**Passage provided**

-- BEGIN --

It was the most unexpected way for a conversation to start, but then again, conversations seek you out in Ireland.
“Let them be impatient if that’s the lesson they’ve got to learn to learn today!”, said the man with the twinkling eyes.
Cars awkwardly navigated past us.
Why, one might ask, has he dismounted from his bike and decided to hold court with us on this snaking mounting pass?
Yet in the next few minutes, this extraordinary man, clad in bright blue neoprene and set against the mournful Irish horizon, would disseminate several life lessons.
Today, I want to share the gospel of Damien with you.
“Everyone has a message. But the thing is that you don’t know who it’s for. That’s why you have to get out into the world and talk to as many people as possible. So you can find out who it’s for.”
Sometimes, it’s not just what someone says but how they say it that leaves a mark.
This mysterious Damien seemed immune to the rain beating down.
In fact, it didn’t matter what was going on outside, because he was propelled by a force of living energy.
Some people walk before themselves. Or rather, cast such a spell that you don’t see their flesh at all - only a vibrant, living essence.
What struck me about this “message” is that you don’t arrive at it by thinking; it’s revealed when you have the courage to live it.
It’s okay if you don’t know what it is yet.
Maybe you are not meant to!
You figure it out along the way.
And more so, you must do - because if finding out and giving this message is life’s purpose - then your life is not entirely your own anyway.
It can only be realised through both its discovery and its giving.
The rain beat down and Damien, head peering in through the window now, continued.
“Well the thing about life is, you’ve got till you’re 80 to work it out. Till you’re 80. You don’t need to have it all figured out yet. You’re doing just fine - as long as you keep looking.”
This matters.
And I hope that whoever might need to hear it hears it.
You have until you’re 80 to work it out.

-- END --

**Given data**
-- BEGIN --

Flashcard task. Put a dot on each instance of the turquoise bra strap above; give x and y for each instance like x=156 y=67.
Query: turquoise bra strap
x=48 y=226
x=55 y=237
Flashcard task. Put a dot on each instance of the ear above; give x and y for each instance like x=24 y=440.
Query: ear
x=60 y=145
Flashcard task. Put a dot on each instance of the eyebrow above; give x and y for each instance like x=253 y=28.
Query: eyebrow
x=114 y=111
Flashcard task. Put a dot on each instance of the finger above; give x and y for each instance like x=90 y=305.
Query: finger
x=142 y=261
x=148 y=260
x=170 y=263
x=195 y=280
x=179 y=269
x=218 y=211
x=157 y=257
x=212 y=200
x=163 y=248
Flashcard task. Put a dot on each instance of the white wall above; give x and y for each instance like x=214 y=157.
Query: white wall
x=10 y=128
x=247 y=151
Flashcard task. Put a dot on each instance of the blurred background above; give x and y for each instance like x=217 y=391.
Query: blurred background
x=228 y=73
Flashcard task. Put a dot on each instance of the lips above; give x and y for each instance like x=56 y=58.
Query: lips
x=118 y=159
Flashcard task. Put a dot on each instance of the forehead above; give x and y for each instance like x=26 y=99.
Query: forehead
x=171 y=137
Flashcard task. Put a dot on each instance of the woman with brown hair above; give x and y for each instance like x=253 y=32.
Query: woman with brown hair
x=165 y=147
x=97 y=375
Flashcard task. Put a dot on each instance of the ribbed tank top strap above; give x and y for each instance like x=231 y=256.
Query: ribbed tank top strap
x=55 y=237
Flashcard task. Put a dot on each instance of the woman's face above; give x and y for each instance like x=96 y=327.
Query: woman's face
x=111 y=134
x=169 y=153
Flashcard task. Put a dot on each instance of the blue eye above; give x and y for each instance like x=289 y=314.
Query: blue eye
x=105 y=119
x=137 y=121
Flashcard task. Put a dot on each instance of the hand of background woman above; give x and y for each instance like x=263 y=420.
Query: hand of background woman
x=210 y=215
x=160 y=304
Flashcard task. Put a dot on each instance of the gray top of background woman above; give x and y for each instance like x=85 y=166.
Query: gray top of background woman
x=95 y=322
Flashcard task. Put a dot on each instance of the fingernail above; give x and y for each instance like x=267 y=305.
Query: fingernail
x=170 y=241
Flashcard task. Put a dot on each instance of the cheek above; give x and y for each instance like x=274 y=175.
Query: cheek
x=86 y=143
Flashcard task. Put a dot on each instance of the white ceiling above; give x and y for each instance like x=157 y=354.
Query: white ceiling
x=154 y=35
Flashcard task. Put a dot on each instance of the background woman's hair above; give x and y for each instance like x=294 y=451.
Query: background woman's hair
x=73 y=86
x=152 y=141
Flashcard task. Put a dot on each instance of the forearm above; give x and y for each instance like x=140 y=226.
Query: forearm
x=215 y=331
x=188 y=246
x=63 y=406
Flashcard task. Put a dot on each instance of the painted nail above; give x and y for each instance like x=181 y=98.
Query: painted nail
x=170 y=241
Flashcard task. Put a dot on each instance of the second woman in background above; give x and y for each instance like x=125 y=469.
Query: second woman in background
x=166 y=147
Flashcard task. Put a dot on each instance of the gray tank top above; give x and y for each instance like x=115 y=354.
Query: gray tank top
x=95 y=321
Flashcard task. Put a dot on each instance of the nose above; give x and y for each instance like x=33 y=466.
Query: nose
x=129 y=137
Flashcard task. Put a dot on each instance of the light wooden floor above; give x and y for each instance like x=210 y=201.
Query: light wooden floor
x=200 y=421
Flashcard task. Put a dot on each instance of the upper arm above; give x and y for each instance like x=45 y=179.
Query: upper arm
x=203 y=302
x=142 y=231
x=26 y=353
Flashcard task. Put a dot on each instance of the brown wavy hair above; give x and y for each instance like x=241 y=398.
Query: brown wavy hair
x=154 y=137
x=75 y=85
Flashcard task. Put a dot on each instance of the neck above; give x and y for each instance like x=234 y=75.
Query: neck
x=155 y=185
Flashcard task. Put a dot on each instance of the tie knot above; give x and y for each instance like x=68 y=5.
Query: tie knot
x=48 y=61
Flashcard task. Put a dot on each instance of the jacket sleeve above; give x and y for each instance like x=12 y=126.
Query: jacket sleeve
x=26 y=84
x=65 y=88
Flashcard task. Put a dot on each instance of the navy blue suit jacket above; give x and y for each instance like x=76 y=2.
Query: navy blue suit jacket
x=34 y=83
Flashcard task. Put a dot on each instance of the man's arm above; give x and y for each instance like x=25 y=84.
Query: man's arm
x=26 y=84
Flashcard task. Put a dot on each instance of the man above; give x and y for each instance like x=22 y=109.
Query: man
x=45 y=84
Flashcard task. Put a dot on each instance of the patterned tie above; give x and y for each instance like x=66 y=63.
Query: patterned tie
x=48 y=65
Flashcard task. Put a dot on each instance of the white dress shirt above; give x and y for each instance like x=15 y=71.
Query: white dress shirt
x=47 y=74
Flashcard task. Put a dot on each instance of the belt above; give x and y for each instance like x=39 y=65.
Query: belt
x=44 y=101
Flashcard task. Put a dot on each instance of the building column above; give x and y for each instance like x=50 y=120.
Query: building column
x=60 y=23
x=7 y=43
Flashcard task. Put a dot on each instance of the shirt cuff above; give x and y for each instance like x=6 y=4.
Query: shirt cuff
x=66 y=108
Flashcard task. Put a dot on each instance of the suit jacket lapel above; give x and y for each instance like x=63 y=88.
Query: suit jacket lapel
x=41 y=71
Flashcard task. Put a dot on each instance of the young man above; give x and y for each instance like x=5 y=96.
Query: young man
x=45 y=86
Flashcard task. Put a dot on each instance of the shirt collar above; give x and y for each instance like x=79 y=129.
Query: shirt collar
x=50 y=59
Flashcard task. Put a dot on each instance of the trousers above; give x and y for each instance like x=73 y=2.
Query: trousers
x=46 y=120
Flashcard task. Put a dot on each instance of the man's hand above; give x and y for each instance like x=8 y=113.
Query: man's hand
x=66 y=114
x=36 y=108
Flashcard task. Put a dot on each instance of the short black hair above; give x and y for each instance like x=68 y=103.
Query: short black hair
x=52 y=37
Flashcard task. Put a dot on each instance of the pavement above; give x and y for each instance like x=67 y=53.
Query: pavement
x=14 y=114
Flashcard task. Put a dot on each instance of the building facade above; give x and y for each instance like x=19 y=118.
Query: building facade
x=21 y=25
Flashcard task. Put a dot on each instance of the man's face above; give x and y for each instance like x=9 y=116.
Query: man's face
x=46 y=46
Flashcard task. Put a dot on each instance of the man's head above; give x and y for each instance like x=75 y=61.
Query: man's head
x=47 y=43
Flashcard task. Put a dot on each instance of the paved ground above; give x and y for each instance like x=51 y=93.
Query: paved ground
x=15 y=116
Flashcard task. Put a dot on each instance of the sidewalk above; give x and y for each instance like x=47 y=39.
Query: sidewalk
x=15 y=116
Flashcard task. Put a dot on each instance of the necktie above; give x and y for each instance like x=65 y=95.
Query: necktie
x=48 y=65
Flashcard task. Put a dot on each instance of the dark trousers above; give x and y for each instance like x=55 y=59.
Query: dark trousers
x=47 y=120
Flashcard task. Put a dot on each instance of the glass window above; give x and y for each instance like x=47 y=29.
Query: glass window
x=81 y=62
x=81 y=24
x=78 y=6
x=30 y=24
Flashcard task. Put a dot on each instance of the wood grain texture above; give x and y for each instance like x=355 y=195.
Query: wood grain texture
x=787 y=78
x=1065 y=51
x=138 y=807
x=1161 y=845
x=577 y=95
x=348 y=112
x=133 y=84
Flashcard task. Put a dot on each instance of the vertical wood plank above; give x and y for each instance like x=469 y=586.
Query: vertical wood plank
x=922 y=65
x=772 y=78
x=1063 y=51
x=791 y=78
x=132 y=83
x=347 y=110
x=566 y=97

-- END --

**Given request**
Answer these questions about the passage on Damien:
(a) What was Damien wearing?
(b) According to Damien, why do you have to talk to as many people as possible?
(c) Until what age does Damien say you have to work life out?

**Solution for this problem**
(a) Bright blue neoprene.
(b) To find out who your message is for.
(c) Until you're 80.